**Selected text**:
The study obtained by Haaretz maps for the first time the ultra-Orthodox public’s positions regarding gender and sectorial segregation in studies. It was conducted by Dr. Hagit Sofer Furman and Dr. Nitza Kasir and is based on a nationwide telephone survey held last year among a representative sample of 1,500 ultra-Orthodox men and women aged 18-45.
Yulia Eitan, head of the Employment Administration for Special Populations in the ministry, said the decision to conduct the study stemmed from wanting to help the ministry draft a policy about segregation. “Every policy must be based on data,” she said. “This is the first time that we get a diverse picture of the desires of the relevant population – not by proxy but directly.”
Eitan said the findings will serve to “draft a more accurate policy and the means to implement it.”
The study shows that a significant part of the ultra-Orthodox public is willing to study in mixed classes or with partial segregation. Unlike previous studies that made do with stances in principle that demanded segregation, people were asked this time what their approach would be if there were only one training course, in various conditions of segregation. They were also asked about their interest area and place of residence.
These questions required them to choose from different possibilities “rather than looking at a single consideration each time” the researchers said.
The study also found differences among groups within the ultra-Orthodox community regarding their positions on sectorial and gender segregation. Habad members, people from Western countries and newly religious were more open compared to people from Arab countries, Lithuanians and Hasidim.
These data are also significant to segregation in academia, where the council expanded the possibility for newly religious Jews or new immigrants to study in gender segregated groups.
Another finding is that ultra-Orthodox people who live or work in a heterogeneous environment are more willing to support studies without gender and sectorial segregation.

**Given request 1**:
According to the passage on the ultra-Orthodox segregation study, how many people were in the survey's sample?
**Given request 2**:
Reproduce the passage on the ultra-Orthodox segregation study from "The study obtained" to "women aged 18-45.".
**Given request 3**:
Summarize the passage on the ultra-Orthodox segregation study in two sentences.

**Recorded data**:

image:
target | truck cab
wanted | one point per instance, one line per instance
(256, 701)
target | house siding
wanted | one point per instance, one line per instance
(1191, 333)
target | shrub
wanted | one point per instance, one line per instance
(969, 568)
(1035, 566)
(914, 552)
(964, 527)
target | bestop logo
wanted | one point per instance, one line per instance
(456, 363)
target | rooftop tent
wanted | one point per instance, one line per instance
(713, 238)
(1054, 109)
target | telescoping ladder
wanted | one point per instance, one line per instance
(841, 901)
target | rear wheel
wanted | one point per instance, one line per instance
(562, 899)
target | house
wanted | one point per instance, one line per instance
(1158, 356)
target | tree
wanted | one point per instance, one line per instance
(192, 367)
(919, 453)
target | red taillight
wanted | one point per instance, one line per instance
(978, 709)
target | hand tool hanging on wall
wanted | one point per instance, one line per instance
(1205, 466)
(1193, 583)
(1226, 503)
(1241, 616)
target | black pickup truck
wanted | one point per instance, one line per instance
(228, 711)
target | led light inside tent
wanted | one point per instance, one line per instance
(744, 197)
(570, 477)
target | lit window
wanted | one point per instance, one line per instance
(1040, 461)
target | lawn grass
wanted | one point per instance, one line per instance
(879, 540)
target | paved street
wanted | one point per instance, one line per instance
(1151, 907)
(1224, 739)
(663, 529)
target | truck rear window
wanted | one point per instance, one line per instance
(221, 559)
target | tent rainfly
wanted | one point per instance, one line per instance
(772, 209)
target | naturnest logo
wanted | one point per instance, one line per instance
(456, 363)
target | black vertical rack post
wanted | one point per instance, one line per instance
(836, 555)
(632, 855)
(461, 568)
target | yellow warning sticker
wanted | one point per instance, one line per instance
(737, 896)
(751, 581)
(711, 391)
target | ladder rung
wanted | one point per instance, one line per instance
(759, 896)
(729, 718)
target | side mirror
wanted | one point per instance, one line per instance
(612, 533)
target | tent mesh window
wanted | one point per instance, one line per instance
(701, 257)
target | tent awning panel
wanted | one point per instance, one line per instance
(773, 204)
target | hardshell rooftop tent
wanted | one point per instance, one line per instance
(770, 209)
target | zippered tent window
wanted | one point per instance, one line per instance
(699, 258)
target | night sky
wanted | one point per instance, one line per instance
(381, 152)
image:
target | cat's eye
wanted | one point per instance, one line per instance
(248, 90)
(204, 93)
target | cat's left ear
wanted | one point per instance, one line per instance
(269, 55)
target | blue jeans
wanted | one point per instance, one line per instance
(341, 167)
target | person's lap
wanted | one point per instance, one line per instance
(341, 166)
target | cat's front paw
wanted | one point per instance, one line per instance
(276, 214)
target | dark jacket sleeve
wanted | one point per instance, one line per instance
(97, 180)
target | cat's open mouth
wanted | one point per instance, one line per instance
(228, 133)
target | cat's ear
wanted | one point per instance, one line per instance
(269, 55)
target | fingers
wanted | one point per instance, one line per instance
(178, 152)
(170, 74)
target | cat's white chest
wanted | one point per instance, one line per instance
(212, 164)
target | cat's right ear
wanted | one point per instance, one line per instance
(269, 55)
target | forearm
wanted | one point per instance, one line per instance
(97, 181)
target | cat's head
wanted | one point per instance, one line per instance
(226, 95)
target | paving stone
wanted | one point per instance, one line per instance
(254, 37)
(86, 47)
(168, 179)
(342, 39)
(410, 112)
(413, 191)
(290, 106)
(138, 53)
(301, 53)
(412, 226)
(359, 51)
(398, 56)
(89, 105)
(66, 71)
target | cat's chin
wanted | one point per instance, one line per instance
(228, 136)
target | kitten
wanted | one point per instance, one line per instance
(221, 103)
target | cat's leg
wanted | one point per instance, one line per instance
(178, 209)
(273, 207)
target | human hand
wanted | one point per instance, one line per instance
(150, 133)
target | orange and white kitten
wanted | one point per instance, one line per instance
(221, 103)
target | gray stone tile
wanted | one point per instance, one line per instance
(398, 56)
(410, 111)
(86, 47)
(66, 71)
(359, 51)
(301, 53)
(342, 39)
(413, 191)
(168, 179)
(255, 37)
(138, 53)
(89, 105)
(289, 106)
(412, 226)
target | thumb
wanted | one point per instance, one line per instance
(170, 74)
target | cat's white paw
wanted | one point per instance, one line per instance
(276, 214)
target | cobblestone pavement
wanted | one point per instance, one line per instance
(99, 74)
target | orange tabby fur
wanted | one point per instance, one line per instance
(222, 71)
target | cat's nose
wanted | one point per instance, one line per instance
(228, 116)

==

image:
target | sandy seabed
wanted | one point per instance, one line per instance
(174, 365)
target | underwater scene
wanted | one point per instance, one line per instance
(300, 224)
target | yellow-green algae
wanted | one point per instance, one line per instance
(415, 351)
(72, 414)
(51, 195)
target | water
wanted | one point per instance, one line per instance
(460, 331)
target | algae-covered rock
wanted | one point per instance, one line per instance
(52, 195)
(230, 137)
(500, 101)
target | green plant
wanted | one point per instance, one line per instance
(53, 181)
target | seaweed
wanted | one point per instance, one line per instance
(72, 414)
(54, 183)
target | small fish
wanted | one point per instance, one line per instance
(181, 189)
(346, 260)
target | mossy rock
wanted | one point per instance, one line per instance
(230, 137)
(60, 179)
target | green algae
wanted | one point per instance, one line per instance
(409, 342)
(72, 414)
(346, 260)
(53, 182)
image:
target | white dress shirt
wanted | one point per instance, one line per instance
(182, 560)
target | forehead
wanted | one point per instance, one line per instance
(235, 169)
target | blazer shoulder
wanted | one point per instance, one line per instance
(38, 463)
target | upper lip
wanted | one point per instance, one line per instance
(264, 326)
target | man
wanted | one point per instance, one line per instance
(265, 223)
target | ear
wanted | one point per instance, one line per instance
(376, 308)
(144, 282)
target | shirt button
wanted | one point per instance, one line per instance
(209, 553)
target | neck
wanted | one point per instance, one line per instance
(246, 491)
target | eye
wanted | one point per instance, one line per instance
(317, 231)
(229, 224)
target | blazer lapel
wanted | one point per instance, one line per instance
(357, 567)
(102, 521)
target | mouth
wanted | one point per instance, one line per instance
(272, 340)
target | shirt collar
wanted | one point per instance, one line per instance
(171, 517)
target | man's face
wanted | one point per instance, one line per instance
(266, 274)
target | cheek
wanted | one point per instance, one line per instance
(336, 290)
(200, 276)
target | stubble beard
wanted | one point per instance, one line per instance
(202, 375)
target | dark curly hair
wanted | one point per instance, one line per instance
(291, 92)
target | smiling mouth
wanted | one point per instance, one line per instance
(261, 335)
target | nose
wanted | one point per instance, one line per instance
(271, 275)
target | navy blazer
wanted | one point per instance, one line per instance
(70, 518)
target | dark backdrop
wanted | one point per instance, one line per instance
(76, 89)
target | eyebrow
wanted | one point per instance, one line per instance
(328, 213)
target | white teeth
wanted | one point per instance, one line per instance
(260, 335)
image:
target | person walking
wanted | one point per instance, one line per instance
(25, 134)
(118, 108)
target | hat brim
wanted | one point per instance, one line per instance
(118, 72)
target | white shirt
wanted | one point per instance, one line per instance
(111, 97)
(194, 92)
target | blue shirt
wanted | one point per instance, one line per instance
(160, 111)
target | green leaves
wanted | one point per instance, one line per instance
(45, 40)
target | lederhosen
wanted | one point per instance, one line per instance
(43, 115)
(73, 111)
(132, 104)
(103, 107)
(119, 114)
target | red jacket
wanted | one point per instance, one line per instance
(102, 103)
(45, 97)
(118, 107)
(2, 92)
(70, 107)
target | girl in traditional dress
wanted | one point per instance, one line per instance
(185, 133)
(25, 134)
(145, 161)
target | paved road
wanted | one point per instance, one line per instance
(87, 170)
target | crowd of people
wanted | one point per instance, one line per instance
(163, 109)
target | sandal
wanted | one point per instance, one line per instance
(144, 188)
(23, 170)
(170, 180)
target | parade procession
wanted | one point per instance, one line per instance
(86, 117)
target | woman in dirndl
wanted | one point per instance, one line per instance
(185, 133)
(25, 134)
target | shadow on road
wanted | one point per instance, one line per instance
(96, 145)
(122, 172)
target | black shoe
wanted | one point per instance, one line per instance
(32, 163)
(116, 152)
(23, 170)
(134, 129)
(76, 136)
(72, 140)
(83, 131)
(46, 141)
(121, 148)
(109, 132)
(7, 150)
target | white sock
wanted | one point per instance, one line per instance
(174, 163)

---

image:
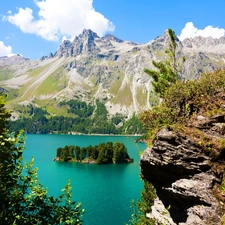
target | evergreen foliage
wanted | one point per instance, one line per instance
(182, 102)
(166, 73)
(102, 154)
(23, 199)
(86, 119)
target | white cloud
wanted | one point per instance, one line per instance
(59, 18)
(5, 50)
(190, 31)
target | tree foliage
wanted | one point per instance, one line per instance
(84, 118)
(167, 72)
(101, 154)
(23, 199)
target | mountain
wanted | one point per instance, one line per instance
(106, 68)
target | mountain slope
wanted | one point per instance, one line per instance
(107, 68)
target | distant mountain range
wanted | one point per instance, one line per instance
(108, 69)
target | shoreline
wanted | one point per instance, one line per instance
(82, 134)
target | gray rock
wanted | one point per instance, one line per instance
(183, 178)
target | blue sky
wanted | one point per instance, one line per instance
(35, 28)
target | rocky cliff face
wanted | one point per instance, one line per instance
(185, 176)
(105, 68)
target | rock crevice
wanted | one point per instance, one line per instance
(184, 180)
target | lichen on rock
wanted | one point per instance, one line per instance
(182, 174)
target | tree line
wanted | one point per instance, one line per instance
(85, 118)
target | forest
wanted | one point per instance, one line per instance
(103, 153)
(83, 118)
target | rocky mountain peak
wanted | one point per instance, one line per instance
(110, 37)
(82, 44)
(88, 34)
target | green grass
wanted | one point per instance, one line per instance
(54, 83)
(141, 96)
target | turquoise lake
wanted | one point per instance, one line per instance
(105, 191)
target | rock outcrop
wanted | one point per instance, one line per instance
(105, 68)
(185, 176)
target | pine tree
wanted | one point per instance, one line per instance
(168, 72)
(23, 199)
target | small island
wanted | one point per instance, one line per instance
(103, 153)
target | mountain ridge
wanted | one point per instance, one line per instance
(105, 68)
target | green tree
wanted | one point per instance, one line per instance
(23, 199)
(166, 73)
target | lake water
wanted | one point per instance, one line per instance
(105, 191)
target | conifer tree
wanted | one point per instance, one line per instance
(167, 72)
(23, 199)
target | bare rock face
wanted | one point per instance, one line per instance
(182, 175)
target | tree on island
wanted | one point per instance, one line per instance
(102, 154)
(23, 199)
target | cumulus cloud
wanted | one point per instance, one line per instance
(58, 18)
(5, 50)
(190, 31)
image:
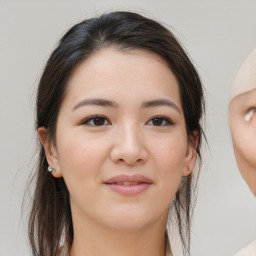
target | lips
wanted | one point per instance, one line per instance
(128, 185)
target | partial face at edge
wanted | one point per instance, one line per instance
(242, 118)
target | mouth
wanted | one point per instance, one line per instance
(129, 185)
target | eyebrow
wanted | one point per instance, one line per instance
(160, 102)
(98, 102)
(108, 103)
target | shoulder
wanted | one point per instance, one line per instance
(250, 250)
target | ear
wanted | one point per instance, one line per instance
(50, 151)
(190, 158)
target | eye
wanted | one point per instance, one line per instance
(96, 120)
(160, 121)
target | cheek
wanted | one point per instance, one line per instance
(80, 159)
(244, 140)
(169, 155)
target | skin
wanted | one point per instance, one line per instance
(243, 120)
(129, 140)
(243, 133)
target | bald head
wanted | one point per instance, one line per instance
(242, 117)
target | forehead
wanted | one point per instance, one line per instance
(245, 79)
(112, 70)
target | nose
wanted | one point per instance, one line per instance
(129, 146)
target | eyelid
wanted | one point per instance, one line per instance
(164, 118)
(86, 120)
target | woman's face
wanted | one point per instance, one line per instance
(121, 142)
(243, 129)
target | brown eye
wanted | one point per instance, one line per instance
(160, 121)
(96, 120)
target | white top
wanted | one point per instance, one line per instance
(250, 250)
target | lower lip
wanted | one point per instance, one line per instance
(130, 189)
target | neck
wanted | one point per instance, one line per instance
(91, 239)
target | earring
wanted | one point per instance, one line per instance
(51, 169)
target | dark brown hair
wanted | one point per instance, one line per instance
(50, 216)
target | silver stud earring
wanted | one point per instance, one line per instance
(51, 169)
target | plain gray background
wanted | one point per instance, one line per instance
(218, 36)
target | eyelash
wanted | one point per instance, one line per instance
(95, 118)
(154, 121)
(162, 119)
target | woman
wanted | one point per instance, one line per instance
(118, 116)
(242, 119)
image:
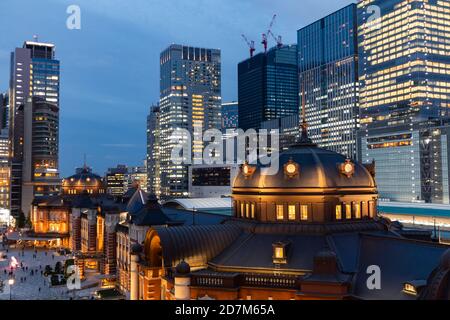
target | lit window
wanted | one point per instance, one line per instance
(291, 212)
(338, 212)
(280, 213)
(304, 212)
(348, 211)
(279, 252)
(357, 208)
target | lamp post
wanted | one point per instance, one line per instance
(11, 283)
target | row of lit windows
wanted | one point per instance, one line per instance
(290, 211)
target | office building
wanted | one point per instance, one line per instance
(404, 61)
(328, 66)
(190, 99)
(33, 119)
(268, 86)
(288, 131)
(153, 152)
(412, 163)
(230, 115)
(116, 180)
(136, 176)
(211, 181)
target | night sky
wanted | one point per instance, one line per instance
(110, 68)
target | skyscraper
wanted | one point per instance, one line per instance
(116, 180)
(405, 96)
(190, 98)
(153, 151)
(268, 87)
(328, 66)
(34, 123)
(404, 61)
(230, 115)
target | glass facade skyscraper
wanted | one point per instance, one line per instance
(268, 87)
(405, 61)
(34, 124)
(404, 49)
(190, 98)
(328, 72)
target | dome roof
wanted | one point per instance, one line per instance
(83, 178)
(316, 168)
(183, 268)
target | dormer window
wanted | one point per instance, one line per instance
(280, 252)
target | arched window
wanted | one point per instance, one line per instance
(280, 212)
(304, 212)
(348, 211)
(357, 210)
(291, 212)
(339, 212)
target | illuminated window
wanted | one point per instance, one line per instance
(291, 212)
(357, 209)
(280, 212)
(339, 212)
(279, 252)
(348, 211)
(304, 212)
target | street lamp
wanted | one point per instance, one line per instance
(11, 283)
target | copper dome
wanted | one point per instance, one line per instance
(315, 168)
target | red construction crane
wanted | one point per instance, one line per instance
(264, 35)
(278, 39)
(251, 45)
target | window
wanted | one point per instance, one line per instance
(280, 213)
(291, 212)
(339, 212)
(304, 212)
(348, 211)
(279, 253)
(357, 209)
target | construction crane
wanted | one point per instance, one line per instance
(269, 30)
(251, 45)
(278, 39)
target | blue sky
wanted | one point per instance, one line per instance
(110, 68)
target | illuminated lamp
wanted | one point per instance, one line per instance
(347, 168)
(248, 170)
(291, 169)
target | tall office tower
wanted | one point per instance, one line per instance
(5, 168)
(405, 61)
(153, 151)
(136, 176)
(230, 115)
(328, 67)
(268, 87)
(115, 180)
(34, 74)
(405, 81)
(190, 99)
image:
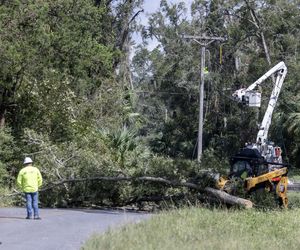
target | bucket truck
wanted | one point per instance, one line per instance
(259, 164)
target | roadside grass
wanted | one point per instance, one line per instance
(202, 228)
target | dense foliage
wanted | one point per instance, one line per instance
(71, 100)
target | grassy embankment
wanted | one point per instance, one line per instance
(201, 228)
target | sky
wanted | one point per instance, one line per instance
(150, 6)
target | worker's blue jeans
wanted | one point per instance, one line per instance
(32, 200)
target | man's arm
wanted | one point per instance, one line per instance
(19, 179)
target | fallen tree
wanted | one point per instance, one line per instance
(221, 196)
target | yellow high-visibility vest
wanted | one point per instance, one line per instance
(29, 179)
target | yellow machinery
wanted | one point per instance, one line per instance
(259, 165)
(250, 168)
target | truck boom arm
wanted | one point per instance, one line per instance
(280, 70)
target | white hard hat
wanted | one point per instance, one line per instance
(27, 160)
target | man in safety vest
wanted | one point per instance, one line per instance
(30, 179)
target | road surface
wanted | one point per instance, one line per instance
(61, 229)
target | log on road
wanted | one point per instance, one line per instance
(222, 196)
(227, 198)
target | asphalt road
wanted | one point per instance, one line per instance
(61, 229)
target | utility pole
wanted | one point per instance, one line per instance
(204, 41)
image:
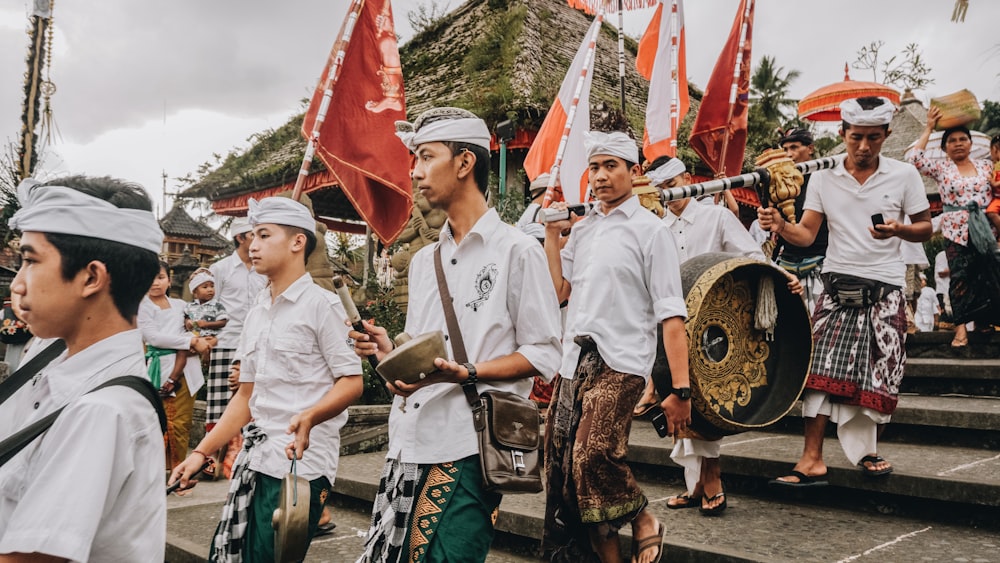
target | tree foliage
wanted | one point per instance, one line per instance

**Solution 1**:
1,500 ultra-Orthodox men and women aged 18-45.

**Solution 2**:
The study obtained by Haaretz maps for the first time the ultra-Orthodox public’s positions regarding gender and sectorial segregation in studies. It was conducted by Dr. Hagit Sofer Furman and Dr. Nitza Kasir and is based on a nationwide telephone survey held last year among a representative sample of 1,500 ultra-Orthodox men and women aged 18-45.

**Solution 3**:
A nationwide telephone survey of 1,500 ultra-Orthodox men and women, conducted by Dr. Hagit Sofer Furman and Dr. Nitza Kasir, maps this public's positions on gender and sectorial segregation in studies for the first time, and the ministry intends to use it to draft a more accurate segregation policy. It found that a significant part of this public is willing to study in mixed classes or with partial segregation, with Habad members, people from Western countries, the newly religious, and those who live or work in heterogeneous environments more open than other groups.